**Textauszug:**
= = = = = = =
Wie mußte uns daher der Holzreichtum der besetzten Gebiete zustatten kommen! Namentlich der Forst von Bialystok und der gewaltige Urwald von Bialowies. Beide umfassen 225000 Morgen eines fast unberührten Bestandes. Der Nutzholzwert des zweiten allein wurde mir auf 700–800 Millionen geschätzt. Bereits im Oktober vorigen Jahres waren höhere Forstbeamte berufen. Sie ergänzten ihr Personal durch Förster und Waldhüter des Landsturms, durch bayerische Holzschlägerkompagnien und Gefangene.

Man mußte mit den Teilen beginnen, die günstig zu den Verkehrswegen lagen. Rasch [47] wurden in den Flüssen die zerstörten Stauwerke in Ordnung gebracht, Heute können die Hölzer schon wieder auf der Suprasl in den Narew, von da in die Weichsel nach Bromberg verflößt werden. Aber auch an dem anderen Verkehrsnetz wird unablässig gearbeitet. Neue Landstraßen öffnen sich, neue Schienenwege machen ihren Betrieb aus und durch den jungfräulichen Urwald tönt der schrille Pfiff der schmalspurigen Förderbähnchen, daß die empörten Wisente ihre wilden Rundaugen rollen und das Gehörn zur Abwehr senken. Bis jetzt sind gegen hundert Kilometer Gleise gelegt!
= = = = = = =
**Aufgabenstellung 1:**
Gib die Zeilen der Auflistung von der Zeile mit „Task: place one keypoint per instance of the horizontal“ bis zum Ende der Auflistung noch einmal wieder und tausche dabei „railing bar“ gegen „handrail“ aus, ohne sonst etwas zu verändern.
Der Textauszug und die Auflistung haben inhaltlich nichts miteinander zu tun.

Auflistung der Punktannotationen:
= = = = = = =
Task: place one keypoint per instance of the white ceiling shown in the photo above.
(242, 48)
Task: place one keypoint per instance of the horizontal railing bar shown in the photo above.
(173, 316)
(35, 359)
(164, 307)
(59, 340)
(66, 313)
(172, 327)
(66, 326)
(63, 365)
= = = = = = =
**Aufgabenstellung 2:**
Wie viele Kilometer Gleise sind laut dem Textauszug bis jetzt gelegt worden?

**Lösung 1:**
Task: place one keypoint per instance of the horizontal handrail shown in the photo above.
(173, 316)
(35, 359)
(164, 307)
(59, 340)
(66, 313)
(172, 327)
(66, 326)
(63, 365)

**Lösung 2:**
Gegen hundert Kilometer.